** Exercise task 1 **
In the bird room thread, what is the name of the budgie that appears in the first picture?

# Here is my bird room set up (parrots)!



## RavensGryf (May 8, 2015)

The parrot's set up with the old cage (dome top)



With the newer playtop cage and aluminum cage (do you see Raven? He is showing off his cage )



Raven and Griffin love these coconuts and swing... 
Just in case someone notices, I'm aware the blue rope is frayed and about to fall *hand hiding face*  I'm replacing that asap.


----------



## StarlingWings (Mar 15, 2013)

What a gorgeous room! They really are living the good life, and it's clear you're the best birdy momma ever  

Just one thing: Is that a little budgie in the first picture? You probably know this, but be sure to closely watch them when the parrots and budgies are out at the same time!
Great job


----------



## RavensGryf (May 8, 2015)

StarlingWings said:


> What a gorgeous room! They really are living the good life, and it's clear you're the best birdy momma ever
> 
> Just one thing: Is that a little budgie in the first picture? You probably know this, but be sure to closely watch them when the parrots and budgies are out at the same time!
> Great job


Thanks so much ! Well, I don't know about being the 'best' birdie momma ever LOL , but I try to do my best!

Ohh! Good eye Starling!!!  I didn't even see Twigs in the pic until I went back to look at it lol. I'm very careful and aware when Twigs is out. He insists on flying over to Raven's cage. As soon as he's together with Mink, I will not let him go over there with the parrots anymore on a regular basis. I agree, too dangerous.


----------



## FaeryBee (May 9, 2011)

*Super set-up for your special sweeties!!*


----------



## Jonah (Feb 3, 2013)

Excellent bird room...


----------



## Cozette (Jun 10, 2013)

Nice!!!! I really like your set up.


----------



## WeasleyLover (Jun 28, 2012)

*What an awesome set up! Lucky birdies! *


----------



## Jedikeet (Feb 3, 2014)

Very Impressive and Awe Inspiring:2thumbs:


----------

** Extracted information **
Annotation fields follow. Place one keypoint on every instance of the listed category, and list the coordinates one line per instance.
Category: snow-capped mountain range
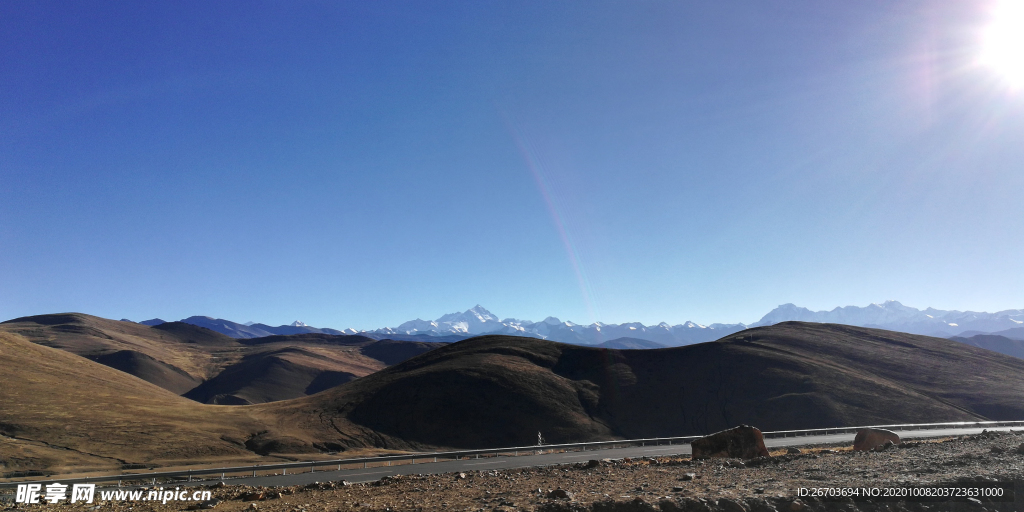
(477, 321)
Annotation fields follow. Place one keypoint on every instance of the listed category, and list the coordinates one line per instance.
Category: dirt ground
(655, 484)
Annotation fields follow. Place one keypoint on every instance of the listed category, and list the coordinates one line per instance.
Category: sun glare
(1003, 47)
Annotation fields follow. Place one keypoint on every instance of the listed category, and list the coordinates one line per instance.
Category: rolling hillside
(213, 368)
(499, 390)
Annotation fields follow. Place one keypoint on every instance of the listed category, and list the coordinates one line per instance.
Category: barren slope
(57, 408)
(212, 368)
(499, 390)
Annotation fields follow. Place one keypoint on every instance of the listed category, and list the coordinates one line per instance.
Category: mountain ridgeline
(500, 390)
(212, 368)
(485, 391)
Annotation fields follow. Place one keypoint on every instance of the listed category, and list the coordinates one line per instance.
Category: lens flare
(1003, 46)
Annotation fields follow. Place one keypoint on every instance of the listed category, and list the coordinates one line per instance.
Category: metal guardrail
(435, 456)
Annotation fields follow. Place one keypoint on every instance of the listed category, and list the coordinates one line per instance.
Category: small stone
(884, 446)
(560, 494)
(728, 505)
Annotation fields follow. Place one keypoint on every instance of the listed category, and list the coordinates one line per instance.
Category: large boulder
(743, 441)
(871, 438)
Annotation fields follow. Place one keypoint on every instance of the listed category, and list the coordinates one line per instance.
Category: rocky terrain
(769, 483)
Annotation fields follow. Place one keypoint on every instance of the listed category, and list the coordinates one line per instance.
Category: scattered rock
(560, 494)
(743, 441)
(884, 446)
(728, 505)
(209, 504)
(253, 497)
(870, 438)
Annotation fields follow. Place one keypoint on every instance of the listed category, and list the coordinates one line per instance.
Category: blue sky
(359, 164)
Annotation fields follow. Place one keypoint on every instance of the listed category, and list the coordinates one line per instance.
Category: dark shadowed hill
(60, 410)
(213, 368)
(499, 390)
(156, 352)
(994, 343)
(280, 368)
(630, 344)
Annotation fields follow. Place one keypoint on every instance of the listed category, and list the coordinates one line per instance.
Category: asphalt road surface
(523, 461)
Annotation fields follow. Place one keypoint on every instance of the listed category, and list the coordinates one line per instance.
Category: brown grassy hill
(279, 368)
(995, 343)
(499, 390)
(58, 410)
(200, 354)
(61, 412)
(212, 368)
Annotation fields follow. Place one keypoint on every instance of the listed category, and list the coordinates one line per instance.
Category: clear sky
(358, 164)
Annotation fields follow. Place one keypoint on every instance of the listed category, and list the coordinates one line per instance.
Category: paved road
(375, 473)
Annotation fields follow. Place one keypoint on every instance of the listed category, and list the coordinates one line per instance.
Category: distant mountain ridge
(893, 315)
(477, 321)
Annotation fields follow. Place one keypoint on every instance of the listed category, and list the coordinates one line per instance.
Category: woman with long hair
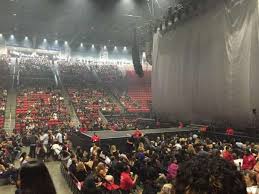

** Exercise task 2 **
Return each line of the listing that contains the word "mountain".

** Response 1 **
The budgie is named Twigs.

** Response 2 **
Category: snow-capped mountain range
Category: mountain ridgeline
Category: distant mountain ridge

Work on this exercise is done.